◆ **Text passage**:
** Start **

# New Titles!!!!!



## AmberSunrise (Apr 1, 2009)

Congratulations 

The courses for Novice and Open do seem tricky now; sometimes I wonder exactly what the judges are thinking


----------



## Stretchdrive (Mar 12, 2011)

Congrats again!! I wish there was video!


----------



## Claire's Friend (Feb 26, 2007)

Wow !! Very nice !!!!


----------



## Maxs Mom (Mar 22, 2008)

No video this week. Still need hubby to download our first weekend. I will share when it's ready.


----------



## Titan1 (Jan 19, 2010)

Awesome news... Way to go you two! Keep up he great job and let us know how you do in May!


----------



## Augie's Mom (Sep 28, 2007)

Congratulations on your new titles and fabulous runs!!!


----------



## nolefan (Nov 6, 2009)

Congratulations!!! I love hearing about it, inspires me for my future plans


----------



## DNL2448 (Feb 13, 2009)

What a fun and exciting couple weekends you have had. Congratulations on the new titles, your girl is awesome!


----------



## hollyk (Feb 21, 2009)

Congrats to you and Miss Speed Demon.


----------



## Aislinn (Nov 13, 2010)

Fantastic! Congratulations!


----------



## hawtee (Nov 1, 2006)

Congrats on a wonderful weekend. That is so exciting sure wish you would have gotten vids..smacking you with a wet noodle


----------



## Loisiana (Jul 29, 2009)

So Ann when are we going to swap pups for a few months and get titles on each others dog's?


----------



## sammydog (Aug 23, 2008)

Congratulations!!!!! Go Gooooooo!

I thought the courses Barley had in Novice were a bit tricky, especially the weaves. The runs we had the weaves were not changed much from Excellent. Same for the Open courses we had.

So when does Goo debut in Open!?


----------



## Maxs Mom (Mar 22, 2008)

** End **

◆ **Given instruction**:
Transcribe the part of the thread about new titles that opens with the words containing "## DNL2448 (Feb" and closes with "(Feb 21, 2009)". Rely on nothing but the thread about new titles.

◆ **Data extract**:
** Start **

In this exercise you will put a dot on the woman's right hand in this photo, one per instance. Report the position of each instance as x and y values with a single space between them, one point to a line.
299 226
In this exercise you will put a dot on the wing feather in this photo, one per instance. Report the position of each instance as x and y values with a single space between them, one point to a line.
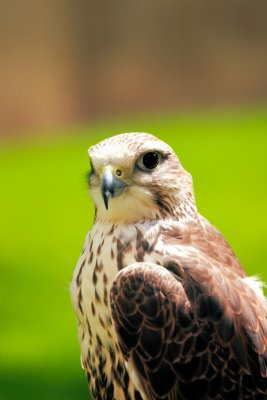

** End **

◆ **Correct answer**:
## DNL2448 (Feb 13, 2009)

What a fun and exciting couple weekends you have had. Congratulations on the new titles, your girl is awesome!


----------



## hollyk (Feb 21, 2009)